Objectif A ▸ Reproduisez mot pour mot l'article sur les commémorations du Débarquement, du début à la fin.

Extrait du texte ▸
────────────────────
Avec AFP
À l’occasion des 80 ans du Débarquement en Normandie, le président français Emmanuel Macron présidera le 6 juin une cérémonie internationale à Omaha Beach. Comme tous les 10 ans, l’anniversaire du Jour-J est devenu un rendez-vous incontournable pour de nombreux chefs d’État. Mais ces commémorations n’ont pas toujours connu une dimension politique et diplomatique, évoluant au fil des décennies.
Le président américain Joe Biden, le prince William, le chancelier allemand Olaf Scholz, le Premier ministre canadien Justin Trudeau, le président ukrainien Volodymyr Zelensky ou encore le Président du conseil européen Charles Michel. Le jeudi 6 juin, ils seront 25 chefs d’État, rois ou reines, représentants de pays alliés ou ennemis, à participer aux côtés du président français Emmanuel Macron à l’hommage international organisé à Omaha Beach aux plus de 150 000 soldats qui ont débarqué le 6 juin 1944 sur les plages de Normandie.
Les commémorations du Jour J sont aujourd’hui devenues un rendez-vous politique et diplomatique incontournable pour les grands de ce monde. Mais cette mémoire n’a pas toujours bénéficié d’une telle intensité. Il aura fallu plusieurs décennies avant que cet événement historique n’obtienne un tel écho international.
────────────────────
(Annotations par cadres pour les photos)
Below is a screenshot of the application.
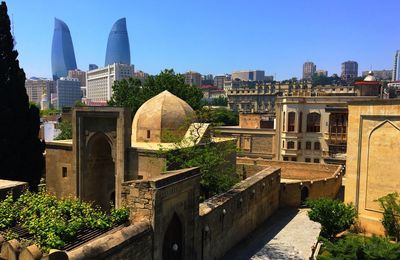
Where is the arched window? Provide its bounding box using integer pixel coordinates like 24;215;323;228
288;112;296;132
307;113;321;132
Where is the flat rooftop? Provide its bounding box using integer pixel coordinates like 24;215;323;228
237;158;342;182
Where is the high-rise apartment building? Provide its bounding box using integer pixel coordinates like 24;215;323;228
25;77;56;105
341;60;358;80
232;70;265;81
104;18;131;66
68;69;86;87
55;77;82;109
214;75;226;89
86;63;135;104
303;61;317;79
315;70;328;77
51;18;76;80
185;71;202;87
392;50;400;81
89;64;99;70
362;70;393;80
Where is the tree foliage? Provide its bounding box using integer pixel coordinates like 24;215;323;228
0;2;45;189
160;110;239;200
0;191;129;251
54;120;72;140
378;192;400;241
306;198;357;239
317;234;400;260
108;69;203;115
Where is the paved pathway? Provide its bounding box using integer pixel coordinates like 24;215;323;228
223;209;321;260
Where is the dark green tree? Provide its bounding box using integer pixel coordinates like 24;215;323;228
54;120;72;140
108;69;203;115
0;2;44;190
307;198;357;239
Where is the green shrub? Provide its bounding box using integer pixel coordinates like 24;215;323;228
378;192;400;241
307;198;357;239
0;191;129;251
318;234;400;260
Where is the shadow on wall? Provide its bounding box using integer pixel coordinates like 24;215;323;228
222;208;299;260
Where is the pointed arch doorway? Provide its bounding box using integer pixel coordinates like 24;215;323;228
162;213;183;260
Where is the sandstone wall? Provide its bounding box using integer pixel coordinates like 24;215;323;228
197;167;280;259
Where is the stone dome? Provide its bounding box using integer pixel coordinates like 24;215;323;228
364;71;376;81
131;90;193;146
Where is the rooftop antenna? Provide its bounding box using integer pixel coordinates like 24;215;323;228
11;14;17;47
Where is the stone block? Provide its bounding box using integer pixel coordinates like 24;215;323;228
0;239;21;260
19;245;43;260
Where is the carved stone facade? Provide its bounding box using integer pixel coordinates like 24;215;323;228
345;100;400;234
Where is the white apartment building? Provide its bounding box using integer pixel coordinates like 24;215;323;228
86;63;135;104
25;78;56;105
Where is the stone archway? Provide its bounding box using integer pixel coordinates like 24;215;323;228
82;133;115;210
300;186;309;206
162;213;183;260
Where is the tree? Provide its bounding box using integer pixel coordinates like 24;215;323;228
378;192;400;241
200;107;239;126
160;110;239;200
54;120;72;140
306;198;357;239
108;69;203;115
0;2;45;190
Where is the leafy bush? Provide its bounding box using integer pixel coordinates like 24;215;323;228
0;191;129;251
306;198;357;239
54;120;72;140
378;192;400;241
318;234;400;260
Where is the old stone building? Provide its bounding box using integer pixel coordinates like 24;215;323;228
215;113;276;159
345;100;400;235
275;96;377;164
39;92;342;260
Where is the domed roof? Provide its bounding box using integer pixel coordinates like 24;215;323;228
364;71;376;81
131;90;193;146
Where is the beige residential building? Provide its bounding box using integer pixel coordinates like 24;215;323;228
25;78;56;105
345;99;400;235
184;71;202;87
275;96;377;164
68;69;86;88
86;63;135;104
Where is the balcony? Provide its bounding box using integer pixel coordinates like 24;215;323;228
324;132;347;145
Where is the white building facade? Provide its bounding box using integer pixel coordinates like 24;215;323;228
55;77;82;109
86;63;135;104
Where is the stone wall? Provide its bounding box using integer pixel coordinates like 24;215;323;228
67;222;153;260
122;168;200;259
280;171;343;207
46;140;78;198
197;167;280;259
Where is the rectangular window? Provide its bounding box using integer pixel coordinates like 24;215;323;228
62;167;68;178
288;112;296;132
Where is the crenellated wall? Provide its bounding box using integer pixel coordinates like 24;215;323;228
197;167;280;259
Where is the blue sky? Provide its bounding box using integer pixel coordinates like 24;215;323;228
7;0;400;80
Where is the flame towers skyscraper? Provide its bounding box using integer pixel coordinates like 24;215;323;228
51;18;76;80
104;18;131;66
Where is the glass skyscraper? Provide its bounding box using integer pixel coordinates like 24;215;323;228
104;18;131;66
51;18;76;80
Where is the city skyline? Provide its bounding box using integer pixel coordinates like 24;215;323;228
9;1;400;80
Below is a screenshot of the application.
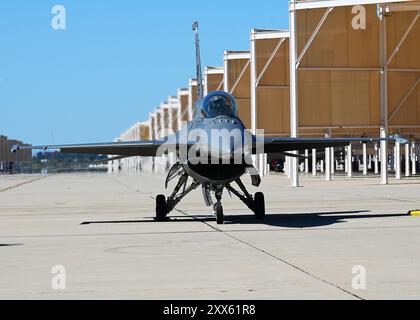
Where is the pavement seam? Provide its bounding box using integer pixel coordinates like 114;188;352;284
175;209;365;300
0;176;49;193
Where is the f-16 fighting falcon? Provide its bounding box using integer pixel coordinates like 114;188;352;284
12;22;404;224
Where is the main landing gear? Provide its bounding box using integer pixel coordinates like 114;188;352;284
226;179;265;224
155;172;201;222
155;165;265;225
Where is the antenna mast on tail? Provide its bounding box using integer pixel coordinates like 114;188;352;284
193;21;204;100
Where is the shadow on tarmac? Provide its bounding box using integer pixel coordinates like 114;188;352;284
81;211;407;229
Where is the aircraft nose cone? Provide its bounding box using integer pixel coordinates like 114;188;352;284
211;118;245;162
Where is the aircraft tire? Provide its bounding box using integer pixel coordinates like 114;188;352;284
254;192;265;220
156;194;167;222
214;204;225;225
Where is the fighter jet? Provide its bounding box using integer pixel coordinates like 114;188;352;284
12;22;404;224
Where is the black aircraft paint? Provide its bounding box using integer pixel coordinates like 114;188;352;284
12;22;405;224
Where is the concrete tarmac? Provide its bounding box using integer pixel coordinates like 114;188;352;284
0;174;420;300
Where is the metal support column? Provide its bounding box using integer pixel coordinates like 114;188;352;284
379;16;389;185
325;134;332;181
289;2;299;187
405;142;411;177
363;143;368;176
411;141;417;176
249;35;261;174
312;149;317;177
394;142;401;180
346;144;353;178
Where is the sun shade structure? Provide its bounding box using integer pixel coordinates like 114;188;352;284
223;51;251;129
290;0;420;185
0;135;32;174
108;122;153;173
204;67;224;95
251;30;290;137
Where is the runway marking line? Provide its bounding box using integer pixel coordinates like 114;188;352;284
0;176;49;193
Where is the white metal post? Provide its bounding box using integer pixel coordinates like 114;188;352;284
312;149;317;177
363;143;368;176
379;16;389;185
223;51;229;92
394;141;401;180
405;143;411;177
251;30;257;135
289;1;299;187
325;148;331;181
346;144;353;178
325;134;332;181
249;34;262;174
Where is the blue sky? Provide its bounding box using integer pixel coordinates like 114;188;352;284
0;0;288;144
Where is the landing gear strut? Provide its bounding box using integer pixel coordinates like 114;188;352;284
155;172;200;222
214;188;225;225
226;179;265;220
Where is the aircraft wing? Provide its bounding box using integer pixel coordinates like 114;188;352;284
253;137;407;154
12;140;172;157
────────────────────
Objectif B ▸ Transcrivez à l'identique tout ce qui va du début des enregistrements jusqu'à la ligne contenant « 223;209;321;260 », les deux bornes comprises. Omettez les images dans votre réponse.

Résultat attendu A ▸
Avec AFP
À l’occasion des 80 ans du Débarquement en Normandie, le président français Emmanuel Macron présidera le 6 juin une cérémonie internationale à Omaha Beach. Comme tous les 10 ans, l’anniversaire du Jour-J est devenu un rendez-vous incontournable pour de nombreux chefs d’État. Mais ces commémorations n’ont pas toujours connu une dimension politique et diplomatique, évoluant au fil des décennies.
Le président américain Joe Biden, le prince William, le chancelier allemand Olaf Scholz, le Premier ministre canadien Justin Trudeau, le président ukrainien Volodymyr Zelensky ou encore le Président du conseil européen Charles Michel. Le jeudi 6 juin, ils seront 25 chefs d’État, rois ou reines, représentants de pays alliés ou ennemis, à participer aux côtés du président français Emmanuel Macron à l’hommage international organisé à Omaha Beach aux plus de 150 000 soldats qui ont débarqué le 6 juin 1944 sur les plages de Normandie.
Les commémorations du Jour J sont aujourd’hui devenues un rendez-vous politique et diplomatique incontournable pour les grands de ce monde. Mais cette mémoire n’a pas toujours bénéficié d’une telle intensité. Il aura fallu plusieurs décennies avant que cet événement historique n’obtienne un tel écho international.

Résultat attendu B ▸
Below is a screenshot of the application.
Where is the arched window? Provide its bounding box using integer pixel coordinates like 24;215;323;228
288;112;296;132
307;113;321;132
Where is the flat rooftop? Provide its bounding box using integer pixel coordinates like 24;215;323;228
237;158;342;182
Where is the high-rise apartment building? Provide its bounding box using integer pixel coordinates like 24;215;323;228
25;77;56;105
341;60;358;80
232;70;265;81
104;18;131;66
68;69;86;87
55;77;82;109
214;75;226;89
86;63;135;104
303;61;317;79
315;70;328;77
51;18;76;80
185;71;202;87
392;50;400;81
89;64;99;70
362;70;393;80
Where is the tree foliage? Provide its bounding box using integer pixel coordinates like 24;215;323;228
0;2;45;189
160;110;239;200
0;191;129;251
54;120;72;140
378;192;400;241
306;198;357;239
317;234;400;260
108;69;203;115
Where is the paved pathway? Provide its bounding box using integer pixel coordinates like 24;215;323;228
223;209;321;260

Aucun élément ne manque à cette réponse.